==== ROWS

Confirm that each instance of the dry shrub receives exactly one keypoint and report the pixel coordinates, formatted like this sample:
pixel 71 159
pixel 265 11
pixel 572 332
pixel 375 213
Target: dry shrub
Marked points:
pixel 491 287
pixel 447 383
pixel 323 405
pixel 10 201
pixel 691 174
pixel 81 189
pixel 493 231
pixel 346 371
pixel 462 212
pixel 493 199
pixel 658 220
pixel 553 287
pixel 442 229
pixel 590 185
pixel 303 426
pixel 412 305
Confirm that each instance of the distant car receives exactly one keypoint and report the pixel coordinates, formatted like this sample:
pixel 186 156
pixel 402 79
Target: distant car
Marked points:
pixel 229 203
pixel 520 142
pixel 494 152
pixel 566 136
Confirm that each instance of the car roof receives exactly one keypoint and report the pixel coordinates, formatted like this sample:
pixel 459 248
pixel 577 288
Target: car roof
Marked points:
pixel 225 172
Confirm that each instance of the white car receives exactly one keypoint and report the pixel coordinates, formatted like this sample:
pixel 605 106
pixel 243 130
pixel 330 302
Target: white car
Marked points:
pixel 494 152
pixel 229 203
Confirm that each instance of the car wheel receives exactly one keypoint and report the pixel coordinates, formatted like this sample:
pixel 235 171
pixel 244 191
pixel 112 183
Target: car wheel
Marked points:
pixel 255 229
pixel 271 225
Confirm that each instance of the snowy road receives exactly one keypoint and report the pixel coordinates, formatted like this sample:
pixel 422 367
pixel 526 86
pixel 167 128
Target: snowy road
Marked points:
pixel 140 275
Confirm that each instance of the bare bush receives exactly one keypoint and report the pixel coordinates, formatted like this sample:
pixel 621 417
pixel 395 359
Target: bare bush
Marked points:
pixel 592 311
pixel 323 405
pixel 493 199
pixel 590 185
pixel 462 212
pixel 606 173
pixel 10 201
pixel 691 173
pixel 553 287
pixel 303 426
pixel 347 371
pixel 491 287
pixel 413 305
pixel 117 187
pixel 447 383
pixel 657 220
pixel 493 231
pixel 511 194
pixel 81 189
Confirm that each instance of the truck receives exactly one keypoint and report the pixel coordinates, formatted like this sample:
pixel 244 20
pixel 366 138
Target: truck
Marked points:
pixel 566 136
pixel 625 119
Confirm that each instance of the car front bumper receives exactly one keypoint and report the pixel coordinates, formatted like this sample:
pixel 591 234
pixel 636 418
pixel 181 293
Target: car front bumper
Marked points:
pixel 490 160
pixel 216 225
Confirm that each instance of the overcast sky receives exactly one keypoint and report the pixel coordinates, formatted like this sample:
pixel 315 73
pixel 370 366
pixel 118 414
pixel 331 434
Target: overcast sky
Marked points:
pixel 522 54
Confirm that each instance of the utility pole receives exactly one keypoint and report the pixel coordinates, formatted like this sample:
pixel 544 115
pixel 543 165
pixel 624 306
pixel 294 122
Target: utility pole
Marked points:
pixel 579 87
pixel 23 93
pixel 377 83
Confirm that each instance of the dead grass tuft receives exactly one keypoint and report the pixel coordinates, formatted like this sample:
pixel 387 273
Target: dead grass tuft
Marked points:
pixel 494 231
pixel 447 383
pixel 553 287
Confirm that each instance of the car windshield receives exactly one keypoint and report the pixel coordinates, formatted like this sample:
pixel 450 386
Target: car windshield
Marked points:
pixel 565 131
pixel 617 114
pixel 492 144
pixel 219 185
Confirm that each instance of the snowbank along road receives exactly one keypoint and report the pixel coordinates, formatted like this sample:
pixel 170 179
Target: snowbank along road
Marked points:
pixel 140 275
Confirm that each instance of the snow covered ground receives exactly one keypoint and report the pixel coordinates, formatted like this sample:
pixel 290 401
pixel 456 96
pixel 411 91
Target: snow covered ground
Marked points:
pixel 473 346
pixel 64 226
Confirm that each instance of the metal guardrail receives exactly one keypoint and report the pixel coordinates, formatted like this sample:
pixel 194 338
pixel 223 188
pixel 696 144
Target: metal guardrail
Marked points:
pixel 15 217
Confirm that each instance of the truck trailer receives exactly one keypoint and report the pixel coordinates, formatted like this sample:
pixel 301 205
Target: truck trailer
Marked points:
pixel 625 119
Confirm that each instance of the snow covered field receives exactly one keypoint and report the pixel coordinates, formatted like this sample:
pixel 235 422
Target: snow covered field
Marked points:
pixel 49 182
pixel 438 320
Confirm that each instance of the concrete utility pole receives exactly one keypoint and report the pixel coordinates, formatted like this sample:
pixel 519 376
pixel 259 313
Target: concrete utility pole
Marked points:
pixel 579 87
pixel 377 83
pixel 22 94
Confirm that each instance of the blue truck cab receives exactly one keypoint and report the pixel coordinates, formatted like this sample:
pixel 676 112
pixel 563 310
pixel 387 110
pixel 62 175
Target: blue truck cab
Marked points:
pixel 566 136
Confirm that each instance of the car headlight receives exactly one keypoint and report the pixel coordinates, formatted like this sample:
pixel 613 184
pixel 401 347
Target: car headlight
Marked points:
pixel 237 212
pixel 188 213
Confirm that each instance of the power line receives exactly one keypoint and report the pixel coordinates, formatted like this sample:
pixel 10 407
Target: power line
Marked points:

========

__GIVEN TASK__. Rewrite the listing above as a numbered list, one line per item, leaving out any blank lines.

__SOLUTION TO THIS TASK__.
1. Confirm that each instance of the dry shrub receives exactly one keypoint and report the pixel coordinates, formatted like this sample:
2. pixel 71 159
3. pixel 265 11
4. pixel 572 332
5. pixel 375 213
6. Target: dry shrub
7. Marked points:
8. pixel 491 287
9. pixel 447 383
10. pixel 323 405
11. pixel 10 201
12. pixel 691 174
13. pixel 81 189
14. pixel 493 231
15. pixel 346 371
16. pixel 462 212
17. pixel 493 199
18. pixel 658 220
19. pixel 553 287
20. pixel 442 229
21. pixel 590 185
22. pixel 303 426
23. pixel 412 305
24. Confirm that each instance of the distant car receives exactly one keypoint and report the pixel coordinates, formatted like this sample:
25. pixel 186 156
26. pixel 402 79
27. Target: distant car
28. Marked points:
29. pixel 229 203
30. pixel 520 142
31. pixel 494 152
32. pixel 566 136
33. Confirm that each instance of the car roof receives exactly one keypoint and report the pixel coordinates, formatted like this sample:
34. pixel 459 248
35. pixel 577 288
36. Target: car roof
37. Marked points:
38. pixel 225 172
39. Confirm that each instance of the white car receives exactly one keypoint and report the pixel coordinates, formatted like this sample:
40. pixel 605 106
41. pixel 243 130
42. pixel 330 302
43. Target: white car
44. Marked points:
45. pixel 494 152
46. pixel 229 203
47. Confirm that each instance of the car wheel receives exactly one keypoint and report the pixel coordinates, formatted like this sample:
48. pixel 235 171
49. pixel 244 191
50. pixel 112 183
51. Target: car wheel
52. Marked points:
53. pixel 255 229
54. pixel 271 225
55. Confirm that each instance of the snowy road receives exactly one keypoint and report the pixel coordinates, formatted like this sample:
56. pixel 422 367
57. pixel 526 86
58. pixel 167 128
59. Target: snowy road
60. Marked points:
61. pixel 140 275
62. Confirm that each instance of the bare bush receives exactly one keypoint and report the pixel coordinates, formatted like this sample:
63. pixel 621 417
64. pixel 395 359
65. Target: bare bush
66. Marked points:
67. pixel 592 311
68. pixel 323 405
69. pixel 493 199
70. pixel 590 185
71. pixel 462 212
72. pixel 606 173
73. pixel 10 201
74. pixel 691 173
75. pixel 553 287
76. pixel 303 426
77. pixel 347 371
78. pixel 491 287
79. pixel 413 305
80. pixel 117 187
81. pixel 447 383
82. pixel 657 220
83. pixel 493 231
84. pixel 511 194
85. pixel 81 189
86. Confirm that each instance of the truck receives exactly one keypoint and report the pixel coordinates, formatted like this sample:
87. pixel 244 20
88. pixel 366 138
89. Target: truck
90. Marked points:
91. pixel 566 136
92. pixel 625 119
93. Confirm that each instance of the car front bumper receives exactly one keypoint and report the pixel coordinates, formatted like this sample:
94. pixel 591 234
95. pixel 636 418
96. pixel 181 293
97. Target: car front bumper
98. Marked points:
99. pixel 490 160
100. pixel 216 225
101. Confirm that each instance of the overcast sky receives exactly one keypoint and report the pixel coordinates, formatted like this sample:
102. pixel 315 73
103. pixel 370 366
104. pixel 118 414
105. pixel 331 434
106. Target: overcast sky
107. Marked points:
108. pixel 522 54
109. Confirm that each instance of the utility pole receives exactly one keypoint and report the pixel coordinates, formatted like this sample:
110. pixel 544 115
111. pixel 543 165
112. pixel 624 306
113. pixel 294 122
114. Target: utility pole
115. Marked points:
116. pixel 579 87
117. pixel 23 93
118. pixel 377 83
119. Confirm that each instance of the dead grass tuft receives exactly one keypoint and report the pixel coordinates, formatted like this sample:
120. pixel 387 273
121. Target: dead grass tuft
122. Marked points:
123. pixel 494 231
124. pixel 447 383
125. pixel 553 287
126. Confirm that each instance of the car windshield receives exactly one keypoint and report the pixel coordinates, formatted like this sample:
127. pixel 450 386
128. Target: car windshield
129. Marked points:
130. pixel 565 131
131. pixel 617 114
132. pixel 492 144
133. pixel 219 185
134. Confirm that each instance of the snowbank along road receives exactly one keypoint and report the pixel coordinates, formatted like this sample:
135. pixel 170 179
136. Target: snowbank along road
137. Marked points:
138. pixel 140 275
139. Confirm that each instance of the snow covered ground receives exactly one keypoint and report the pixel coordinates, formatted like this sample:
140. pixel 290 401
141. pixel 456 96
142. pixel 411 91
143. Target: snow covered ground
144. Marked points:
145. pixel 473 346
146. pixel 64 226
147. Confirm that each instance of the metal guardrail receives exactly one keypoint and report the pixel coordinates, formatted like this sample:
148. pixel 194 338
149. pixel 223 188
150. pixel 696 144
151. Target: metal guardrail
152. Marked points:
153. pixel 15 217
154. Confirm that each instance of the truck trailer receives exactly one keypoint and report the pixel coordinates, formatted like this sample:
155. pixel 301 205
156. Target: truck trailer
157. Marked points:
158. pixel 625 119
159. Confirm that each instance of the snow covered field receives exactly one keypoint and report the pixel coordinates, formatted like this sample:
160. pixel 235 422
161. Target: snow covered field
162. Marked points:
163. pixel 49 182
164. pixel 438 320
165. Confirm that each instance of the concrete utility pole receives exactly one keypoint and report the pixel coordinates, formatted like this sample:
166. pixel 519 376
167. pixel 259 313
168. Target: concrete utility pole
169. Marked points:
170. pixel 579 87
171. pixel 377 83
172. pixel 22 94
173. Confirm that each instance of the blue truck cab receives exactly one keypoint and report the pixel coordinates, formatted like this sample:
174. pixel 676 112
175. pixel 563 310
176. pixel 387 110
177. pixel 62 175
178. Target: blue truck cab
179. Marked points:
180. pixel 566 136
181. Confirm that each instance of the car headlight receives exactly one keypoint and report the pixel coordinates, formatted like this sample:
182. pixel 613 184
183. pixel 401 347
184. Target: car headlight
185. Marked points:
186. pixel 237 212
187. pixel 188 213
188. Confirm that each instance of the power line receives exactly one keypoint and report the pixel coordinates, formatted like this sample:
189. pixel 10 407
190. Target: power line
191. Marked points:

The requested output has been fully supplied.